Source passage
........

Hubert Kostal, NanoOpto Corp.

Optics today needs alchemy, and the forces that motivate microchip technology are a key reason why. Today, light can transmit and process digital information as well as electricity can — in some ways, even better. But exploiting this potential requires the optical equivalent of microchips and the optical alchemy able to create them. However, what we have had to date is largely the outgrowth of a centuries-old technology: bulk optics.

Old optics, new applications

From the days of the early lens grinders, bulk optics manufacturers have focused on bringing real-world images to the human eye. As a result, traditional bulk optical elements — lenses, mirrors and filters — have been optimized to handle visible wavelengths for visual purposes and built on a scale appropriate to the view and the viewer.

........

Records from a dataset
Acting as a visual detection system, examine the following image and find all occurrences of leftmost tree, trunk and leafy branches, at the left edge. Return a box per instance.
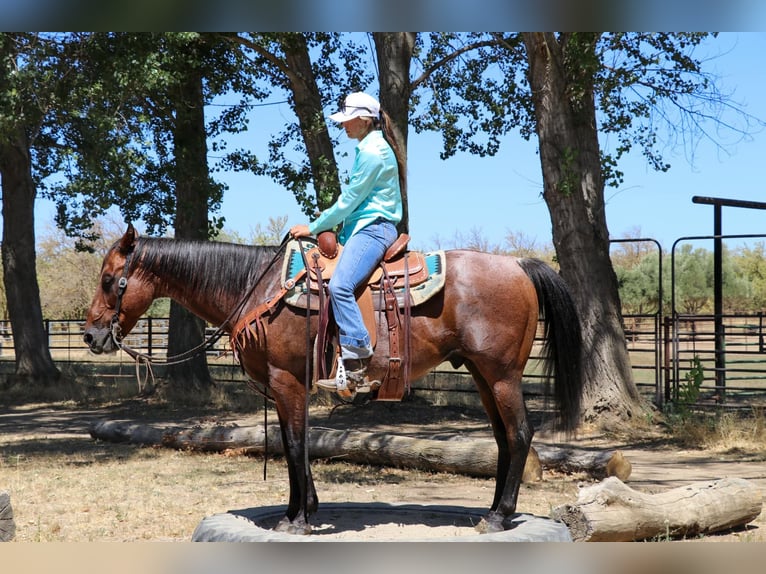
[0,34,174,392]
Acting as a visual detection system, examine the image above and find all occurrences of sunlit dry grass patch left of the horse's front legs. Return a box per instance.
[0,441,287,542]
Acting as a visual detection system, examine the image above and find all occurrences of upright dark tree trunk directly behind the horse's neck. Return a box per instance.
[165,51,212,403]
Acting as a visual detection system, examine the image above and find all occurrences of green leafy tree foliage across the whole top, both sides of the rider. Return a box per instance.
[10,32,756,248]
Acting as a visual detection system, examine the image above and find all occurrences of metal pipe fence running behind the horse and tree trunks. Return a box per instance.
[0,313,766,408]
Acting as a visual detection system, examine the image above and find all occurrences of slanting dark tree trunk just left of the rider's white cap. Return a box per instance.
[282,34,340,210]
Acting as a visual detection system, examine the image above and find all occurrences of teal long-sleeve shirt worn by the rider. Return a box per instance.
[309,130,402,244]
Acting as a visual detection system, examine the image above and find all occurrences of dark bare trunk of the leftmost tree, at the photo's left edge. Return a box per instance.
[0,131,60,387]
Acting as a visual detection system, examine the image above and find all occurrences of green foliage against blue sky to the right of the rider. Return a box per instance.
[412,32,763,193]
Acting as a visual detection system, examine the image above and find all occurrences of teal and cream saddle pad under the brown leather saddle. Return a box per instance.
[281,240,447,309]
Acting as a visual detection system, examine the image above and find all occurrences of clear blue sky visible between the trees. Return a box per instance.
[27,33,766,254]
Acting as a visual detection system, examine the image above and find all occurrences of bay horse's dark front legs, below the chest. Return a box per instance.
[269,369,319,534]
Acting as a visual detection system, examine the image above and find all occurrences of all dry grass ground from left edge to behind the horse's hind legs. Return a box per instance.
[0,396,578,542]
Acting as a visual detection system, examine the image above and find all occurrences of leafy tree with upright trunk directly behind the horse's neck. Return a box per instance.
[51,33,259,400]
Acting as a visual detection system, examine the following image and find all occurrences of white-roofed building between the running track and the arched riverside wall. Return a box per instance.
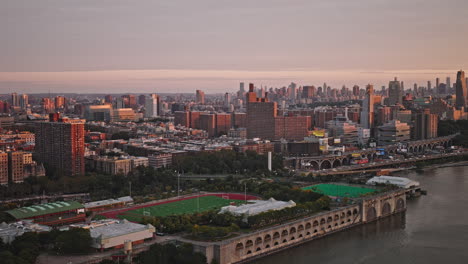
[220,198,296,216]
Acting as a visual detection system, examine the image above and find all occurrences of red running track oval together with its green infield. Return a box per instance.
[101,193,259,222]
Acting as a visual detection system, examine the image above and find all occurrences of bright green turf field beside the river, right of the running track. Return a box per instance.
[302,183,377,198]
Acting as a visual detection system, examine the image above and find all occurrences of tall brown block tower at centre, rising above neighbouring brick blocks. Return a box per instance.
[246,83,278,139]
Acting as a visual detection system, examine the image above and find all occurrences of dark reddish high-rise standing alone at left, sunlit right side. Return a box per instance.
[34,113,85,175]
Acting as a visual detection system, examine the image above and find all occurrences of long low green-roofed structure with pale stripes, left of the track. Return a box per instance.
[6,201,84,219]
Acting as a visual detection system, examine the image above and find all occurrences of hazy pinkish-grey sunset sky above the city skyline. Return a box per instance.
[0,0,468,93]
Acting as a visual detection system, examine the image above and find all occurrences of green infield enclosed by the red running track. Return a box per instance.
[118,196,244,221]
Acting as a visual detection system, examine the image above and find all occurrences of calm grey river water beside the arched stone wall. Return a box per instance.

........

What this task involves
Continue the passage on bulk optics and optical technology, picking up after its last sentence. The records are separate material, unrelated to the passage on optics.

Answer box
Meanwhile, the digital domain has opened up new realms of optical applications neither coupled to the eye nor scaled to the familiar world. Currently, optics serves such applications as astronomy, microscopy, photography and visual correction while complementing and competing with electronics in information-processing applications such as imaging and projection, data storage, communications, industrial robotics, precision measurement and machining.

Limitations of the past

In many applications, bulk optical technology lacks the qualities that give microelectronics its vast applicability and world-changing power.

For example:

• Compared with microchips, whose density has doubled every 18 months throughout the past four decades, bulk optical elements are massive and do not gracefully scale down to an ideal size range.

• Compared with microelectronics — which derives endless versatility and applicability from a relatively unified core of materials, processes and design elements — bulk optical technology must expand its application range with a disparate collection of natural and manufactured materials because each material has relatively fixed optical properties and functions.

• The raw materials of bulk optical technology require widely varied manufacturing methods, limiting the economies of scale that so powerfully propel microelectronics.

• Whereas ever-growing integration is the essence of microelectronics, integration is difficult to achieve in bulk optics because its various materials and manufacturing methods are often incompatible.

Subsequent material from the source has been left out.